▸ **Excerto selecionado**
==============================
A crise de energia na China já afeta o mundo desde os alimentos aos iPhones. Por cá, a Associação Empresarial do Minho alertou hoje o Governo que o aumento “exponencial” dos custos da energia pode “representar o princípio do colapso da competitividade das empresas portuguesas, nomeadamente do setor industrial”. A isto junta-se a crise dos semicondutores.
8 Outubro 2021, 14h56

O impacto da crise de energia na China ocorre em todos os tipos de setores e por motivos muito diversos e está a começar a ser sentido em todo o mundo, prejudicando vários setores que vão da fabricante de automóveis, como a Toyota aos criadores de ovelhas australianos e fabricantes de embalagens em cartão. Além disso, a escassez de fertilizantes causará num aumento significativo nos preços dos alimentos, refere uma notícia do espanhol El Economista.

Na passada quarta-feira, dia 6 de outubro, o preço do gás natural atingiu novos máximos nos mercados europeus devido à forte procura à medida que o inverno se aproxima, especialmente na Ásia, mas também devido a uma oferta limitada e aos baixos ‘stocks’ existentes.

Os constrangimentos ambientais na extração de carvão levaram a graves carências energéticas, retardando algumas fábricas, e a uma súbita mudança na procura de gás na pior altura possível para a Europa, à medida que esta caminha para o inverno, defendeu o analista do Commerzbank em declarações à AFP.

O impacto dessa crise será global. O papel da China como ‘fábrica do mundo’ confere a essa economia uma enorme relevância internacional, principalmente se o impacto for sofrido pelo setor industrial chinês, do qual dependem as cadeias produtivas globais, refere o site espanhol que cita a agência financeira Bloomberg.

Para os consumidores, a questão é se os fabricantes conseguirão absorver os custos energéticos mais elevados ou se, em última instância, os repassarão às famílias. Este último terá um impacto direto sobre a inflação que está acima da meta dos bancos centrais em grande parte do mundo.

Na semana passada, o analista de mercados do Millennium investment banking, alertava que a crise de energia, provocada pelo disparo dos preços de eletricidade e gás castiga as famílias, que veem aumentar a sua fatura, mas também as empresas que sentem o impacto na fatura de produção e mesmo os Governos. Alguns países europeus, como a França, anunciaram que pretendem travar novos aumentos dos preços de eletricidade e baixar impostos de energia para atenuar os efeitos nos contribuintes.
==============================
▸ **Secção de dados**

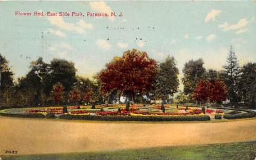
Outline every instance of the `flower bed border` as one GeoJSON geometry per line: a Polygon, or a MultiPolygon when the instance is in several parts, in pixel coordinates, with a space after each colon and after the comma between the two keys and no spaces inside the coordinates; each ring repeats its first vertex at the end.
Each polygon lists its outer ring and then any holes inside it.
{"type": "Polygon", "coordinates": [[[207,121],[211,118],[207,115],[204,116],[83,116],[63,115],[59,116],[60,119],[67,120],[104,120],[104,121],[146,121],[146,122],[163,122],[163,121],[207,121]]]}
{"type": "Polygon", "coordinates": [[[45,116],[42,113],[8,113],[0,112],[0,116],[6,116],[19,118],[45,118],[45,116]]]}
==============================
▸ **Ação necessária 1**
Reproduza o texto sobre a crise de energia na China, tudo desde "Na semana passada, o" até "efeitos nos contribuintes.".
▸ **Ação necessária 2**
No texto sobre a crise de energia na China, em que dia o preço do gás natural atingiu novos máximos nos mercados europeus?
▸ **Ação necessária 3**
Segundo o analista do Millennium investment banking citado no texto sobre a crise de energia na China, quem é castigado por essa crise? Indique todos.

▸ **Resultado 1**
Na semana passada, o analista de mercados do Millennium investment banking, alertava que a crise de energia, provocada pelo disparo dos preços de eletricidade e gás castiga as famílias, que veem aumentar a sua fatura, mas também as empresas que sentem o impacto na fatura de produção e mesmo os Governos. Alguns países europeus, como a França, anunciaram que pretendem travar novos aumentos dos preços de eletricidade e baixar impostos de energia para atenuar os efeitos nos contribuintes.

▸ **Resultado 2**
Na quarta-feira, 6 de outubro.

▸ **Resultado 3**
As famílias, as empresas e os Governos.